** BEGIN SOURCE MATERIAL **

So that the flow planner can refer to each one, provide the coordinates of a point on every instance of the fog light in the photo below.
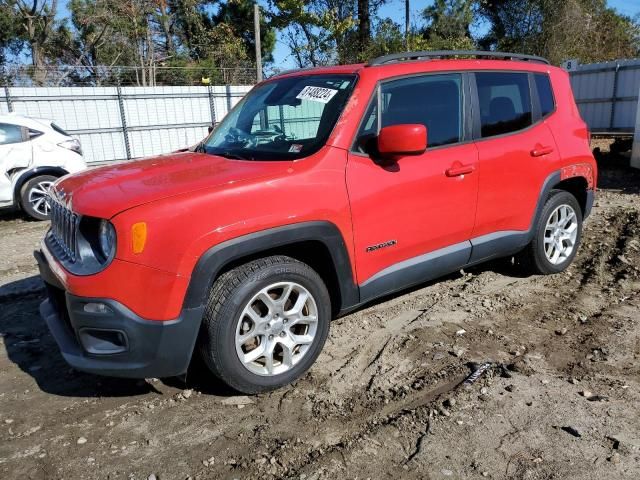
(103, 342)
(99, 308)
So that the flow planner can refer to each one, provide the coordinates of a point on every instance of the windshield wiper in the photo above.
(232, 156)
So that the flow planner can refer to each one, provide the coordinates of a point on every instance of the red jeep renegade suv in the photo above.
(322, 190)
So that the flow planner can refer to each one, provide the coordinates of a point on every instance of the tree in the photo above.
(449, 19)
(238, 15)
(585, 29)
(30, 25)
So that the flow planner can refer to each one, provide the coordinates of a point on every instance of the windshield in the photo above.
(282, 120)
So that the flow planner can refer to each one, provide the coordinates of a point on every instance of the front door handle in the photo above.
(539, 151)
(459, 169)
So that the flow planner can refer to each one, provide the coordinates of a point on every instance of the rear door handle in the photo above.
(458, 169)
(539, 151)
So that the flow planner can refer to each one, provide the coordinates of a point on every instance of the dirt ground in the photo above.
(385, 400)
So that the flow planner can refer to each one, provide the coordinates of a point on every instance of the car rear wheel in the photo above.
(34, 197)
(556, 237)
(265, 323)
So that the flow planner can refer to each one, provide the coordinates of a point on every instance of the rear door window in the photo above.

** END SOURCE MATERIAL **

EXERCISE DETAILS:
Copy the entries above, starting at the line that contains "windshield in the photo above." and continuing through the last line, with both of those lines included.

ANSWER:
So that the flow planner can refer to each one, provide the coordinates of a point on every instance of the windshield in the photo above.
(282, 120)
So that the flow planner can refer to each one, provide the coordinates of a point on every instance of the front door handle in the photo above.
(539, 151)
(459, 169)
So that the flow planner can refer to each one, provide the coordinates of a point on every instance of the rear door handle in the photo above.
(458, 169)
(539, 151)
So that the flow planner can refer to each one, provide the coordinates of a point on every instance of the dirt ground in the photo above.
(385, 400)
So that the flow planner can refer to each one, provide the coordinates of a point on every instance of the car rear wheel in the photo above.
(34, 197)
(556, 237)
(265, 323)
So that the flow planner can refer to each one, provide the coordinates of a point on every instance of the rear door window in the photo above.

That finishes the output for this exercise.